__Stated exercise__: From the list of April 1903 events, reproduce word for word the passage that begins with the words containing "April 8, 1903" and ends with "9, 1903 (Thursday)".

__Excerpted text__:

= = = = = = =

The following events occurred in April 1903:

April 1, 1903 (Wednesday)
The Midwives Act 1902 comes into effect in the UK, requiring midwives to be certified and penalizing any woman practising midwifery without certification.
Died: Elliott Zborowski (born William Elliott Morris Zborowski), American racing driver, race crash (b. 1856)

April 2, 1903 (Thursday)
Composer Pietro Mascagni leaves New York City after completing a tour of the United States.

April 3, 1903 (Friday)
Born: Kamaladevi Chattopadhyay, Indian social reformer and freedom fighter (died 1988); Peter Huchel, German poet, in Lichterfelde, under the name Hellmut Huchel (died 1981)

April 4, 1903 (Saturday)
In the UK, the Welshpool and Llanfair Light Railway and the Wrexham and District Electric Tramways both become operational.
Democrat John Nelson Hinkle is defeated by Republican Robert H. Jeffrey in the election for Mayor of Columbus, Ohio.
Scotland defeat England in the final match of the British Home Championship football tournament, resulting in a three-way tie for first place in the competition.

April 5, 1903 (Sunday)
French composer Gabriel Fauré is invested as an officer of the Légion d'honneur.

April 6, 1903 (Monday)

April 7, 1903 (Tuesday)
In Florida, United States, the Apalachicola Northern Railroad (later AN Railway) obtains its charter.

April 8, 1903 (Wednesday)
At the Camborne by-election in the UK, caused by the death of sitting Liberal MP William Sproston Caine, the seat is retained for the Liberals by 74-year-old Wilfrid Lawson. 
1903 Copa del Rey Final: Athletic Bilbao defeat Madrid CF 3-2 at the Estadio del Hipódromo in Madrid, to win Spain's football cup.

April 9, 1903 (Thursday)
William Propsting becomes Premier of Tasmania.
Three men are killed when a  gun in the forward turret of the battleship USS Iowa shatters during firing practice.

April 10, 1903 (Friday)

= = = = = = =

__Collected data__:
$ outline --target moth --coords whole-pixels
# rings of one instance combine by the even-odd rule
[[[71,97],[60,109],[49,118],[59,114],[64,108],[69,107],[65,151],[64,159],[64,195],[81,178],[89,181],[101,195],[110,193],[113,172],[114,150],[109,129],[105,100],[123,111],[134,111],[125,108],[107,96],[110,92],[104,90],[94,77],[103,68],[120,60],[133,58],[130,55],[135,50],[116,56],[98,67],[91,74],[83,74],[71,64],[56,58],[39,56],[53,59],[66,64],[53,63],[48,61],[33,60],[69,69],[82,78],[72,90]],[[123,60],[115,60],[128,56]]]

= = = = = = =

__The result__:
April 8, 1903 (Wednesday)
At the Camborne by-election in the UK, caused by the death of sitting Liberal MP William Sproston Caine, the seat is retained for the Liberals by 74-year-old Wilfrid Lawson. 
1903 Copa del Rey Final: Athletic Bilbao defeat Madrid CF 3-2 at the Estadio del Hipódromo in Madrid, to win Spain's football cup.

April 9, 1903 (Thursday)